## Goal A
Reproduce the records below, from their first line through the line containing "(1225, 590)", with "wooden balustrade" swapped for "timber balustrade" and nothing else altered.

## Quoted passage
((

Of course, I can make your dream come true, but first you have got to do something. Like write. Yes, write. And write reasonably well. Is it too much to insist that you write well if you wish to get published?

There is a lot of good old-fashioned hard work involved in publishing a book, much of it hidden from the view of the world. It is, however, very difficult to maintain standards because there are more bad than good writing floating around. But, for a publisher or editor, that is where the fun (or heartaches and nightmares) is, I guess! (“Here is Harry Potter’s magic wand: go and turn yourself into a good writer!”)

Write only if you are serious about good writing and producing a book that will stand the test of time. Write a book that will make you proud to be the author. Write a book that will make your mummy proud to have a son or daughter like you. Write with confidence; write with humility; write with empathy. Lose the unbecoming arrogance and the I-am-cleverer-than-you attitude. Do not be afraid to admit mistakes; learn from them and move on. Always strive to be a better writer. We do not want the world to think that we celebrate mediocrity, do we? Wouldn’t you want to write a book that will be remembered and reprinted for years to come? Or do you prefer to write one where it will only be printed once and that’s it?

As a writer, you must ask yourself whether people are willing to fork out their hard-earned money in exchange for your book. Will reading your book make any difference to their lives? Is your book worth more than the paper it is printed on? These are just some of the questions writers must ask themselves if they are serious about writing.

What you write about is as important as how you write it. As an editor of books, a good manuscript is like a dream come true, a shooting star across the vast open heavens, a breath of fresh air, a fine-dining experience at Nobu or The Fat Duck, the coming of rain after a season of drought, a harvest after the paddy-planting season. I believe you get my drift?

There is a world of difference between a good and bad manuscript. Not only is a good manuscript well written, it is also well edited before being submitted to a publishing house. A good manuscript is like the proverbial needle in the haystack. When you are editing a reasonably good manuscript it feels like being in heaven; there is beautiful music in the air and the sound of angels singing. Editing an egregious manuscript is like burning in the pits of hell, with fire and brimstone your eternal companions. What I dislike most is that good manuscripts are so difficult to find. Sadly, there aren’t that many good ones to choose from. Most are execrably under- or overwritten and repetitious, full of vague and meaningless sentences that do not add anything to the subject. Well, as they say, life’s like that. However, in real life, we do publish the unreadable … and the occasional good book that actually sells!

))

## Given data
((

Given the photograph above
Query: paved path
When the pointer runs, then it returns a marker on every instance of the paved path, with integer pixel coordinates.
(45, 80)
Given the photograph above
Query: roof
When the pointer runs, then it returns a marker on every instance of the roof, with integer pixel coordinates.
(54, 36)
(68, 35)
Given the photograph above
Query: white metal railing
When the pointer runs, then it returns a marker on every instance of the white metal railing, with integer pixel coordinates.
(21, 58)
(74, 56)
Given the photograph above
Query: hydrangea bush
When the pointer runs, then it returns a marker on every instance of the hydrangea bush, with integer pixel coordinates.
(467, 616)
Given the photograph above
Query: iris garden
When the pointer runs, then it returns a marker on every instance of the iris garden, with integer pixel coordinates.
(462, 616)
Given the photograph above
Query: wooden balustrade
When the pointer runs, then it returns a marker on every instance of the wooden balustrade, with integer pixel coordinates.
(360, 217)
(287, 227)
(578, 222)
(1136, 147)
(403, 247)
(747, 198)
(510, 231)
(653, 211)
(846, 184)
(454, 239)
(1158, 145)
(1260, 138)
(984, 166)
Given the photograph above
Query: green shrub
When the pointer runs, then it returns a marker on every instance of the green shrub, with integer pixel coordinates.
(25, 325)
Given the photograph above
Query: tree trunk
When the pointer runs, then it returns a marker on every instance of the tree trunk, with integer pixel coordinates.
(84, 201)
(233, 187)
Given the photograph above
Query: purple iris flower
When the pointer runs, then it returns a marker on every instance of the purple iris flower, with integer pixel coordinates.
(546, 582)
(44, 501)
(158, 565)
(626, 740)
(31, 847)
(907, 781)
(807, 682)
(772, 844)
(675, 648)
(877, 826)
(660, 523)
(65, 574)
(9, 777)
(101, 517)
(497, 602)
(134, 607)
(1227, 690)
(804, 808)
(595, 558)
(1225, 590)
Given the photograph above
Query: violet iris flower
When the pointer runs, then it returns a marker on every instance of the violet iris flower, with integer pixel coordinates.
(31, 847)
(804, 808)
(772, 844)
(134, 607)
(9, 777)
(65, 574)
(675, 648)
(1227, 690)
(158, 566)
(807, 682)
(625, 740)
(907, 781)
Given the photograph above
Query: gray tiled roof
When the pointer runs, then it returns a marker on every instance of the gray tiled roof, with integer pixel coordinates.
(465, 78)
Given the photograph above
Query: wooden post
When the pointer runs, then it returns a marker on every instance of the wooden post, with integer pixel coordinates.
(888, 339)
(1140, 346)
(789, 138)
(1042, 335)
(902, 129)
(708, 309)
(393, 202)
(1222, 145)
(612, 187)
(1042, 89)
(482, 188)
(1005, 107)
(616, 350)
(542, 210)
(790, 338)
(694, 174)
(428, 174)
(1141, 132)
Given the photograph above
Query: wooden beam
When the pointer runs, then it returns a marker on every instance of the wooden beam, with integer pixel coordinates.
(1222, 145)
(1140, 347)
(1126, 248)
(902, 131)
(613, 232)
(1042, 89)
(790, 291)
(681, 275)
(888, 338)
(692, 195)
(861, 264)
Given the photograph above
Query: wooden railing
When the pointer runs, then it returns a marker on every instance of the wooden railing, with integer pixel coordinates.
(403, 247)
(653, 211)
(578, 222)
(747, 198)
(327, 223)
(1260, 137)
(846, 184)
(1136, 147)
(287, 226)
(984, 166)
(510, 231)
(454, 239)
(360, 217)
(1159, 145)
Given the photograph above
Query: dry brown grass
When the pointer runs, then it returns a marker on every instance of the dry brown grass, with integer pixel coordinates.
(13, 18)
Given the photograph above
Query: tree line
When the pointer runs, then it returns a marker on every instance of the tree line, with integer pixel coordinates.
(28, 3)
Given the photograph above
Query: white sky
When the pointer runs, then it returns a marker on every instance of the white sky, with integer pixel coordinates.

))

## Goal B
Extend the passage above on writing well enough to get published, starting right after its final sentence.

## Final answer A
Given the photograph above
Query: paved path
When the pointer runs, then it returns a marker on every instance of the paved path, with integer pixel coordinates.
(45, 80)
Given the photograph above
Query: roof
When the pointer runs, then it returns a marker on every instance of the roof, with integer pixel coordinates.
(54, 36)
(68, 35)
Given the photograph above
Query: white metal railing
When the pointer runs, then it returns a marker on every instance of the white metal railing, with integer pixel coordinates.
(21, 58)
(74, 56)
Given the photograph above
Query: hydrangea bush
When the pointer runs, then it returns a marker on every instance of the hydrangea bush, with integer pixel coordinates.
(467, 616)
Given the photograph above
Query: iris garden
When the pointer runs, then it returns a marker on every instance of the iris garden, with integer pixel coordinates.
(462, 616)
Given the photograph above
Query: timber balustrade
When the pointer runs, then it returns a marker on every instance of the timber balustrade, with integer pixel coordinates.
(360, 217)
(287, 227)
(578, 222)
(1136, 147)
(403, 247)
(747, 198)
(510, 231)
(653, 211)
(846, 184)
(454, 239)
(1158, 145)
(1260, 138)
(984, 166)
Given the photograph above
Query: green shrub
When the pointer runs, then it returns a marker on every instance of the green shrub, with integer pixel coordinates.
(25, 325)
Given the photograph above
Query: tree trunk
When the pointer runs, then it returns a marker on every instance of the tree trunk, with integer pixel coordinates.
(84, 201)
(233, 187)
Given the photograph above
Query: purple iris flower
When the pointer runs, then it returns a marker on every instance of the purple iris flower, with integer pixel coordinates.
(546, 582)
(44, 501)
(158, 565)
(626, 740)
(31, 847)
(907, 781)
(807, 682)
(772, 844)
(675, 648)
(877, 826)
(660, 523)
(65, 574)
(9, 777)
(101, 517)
(497, 602)
(134, 607)
(1227, 690)
(804, 808)
(595, 558)
(1225, 590)

## Final answer B
We not only need more writers, but more writers with original and exciting ideas, thoughts and opinions that matter and appeal to as many readers as possible. We need writers with a sense of intelligence and storytelling in their prose and an eye for telling details. We need writers who can write well and are able to string sentences grammatically and syntactically, and punctuate them at all the right places. We want writing that is entertaining, gripping, compulsive and thought-provoking—all at the same time. We crave writing that keeps us at the edge of our seats. We want original pieces of writing that challenges us as readers. We want writing that gets us excited about books and make us jump with joy. Otherwise, what’s the point of publishing? There is nothing like the sound of luminous prose; they crackle like dried leaves being trampled upon in the heat of a summer’s day. (This is actually harder to write than it sounds.)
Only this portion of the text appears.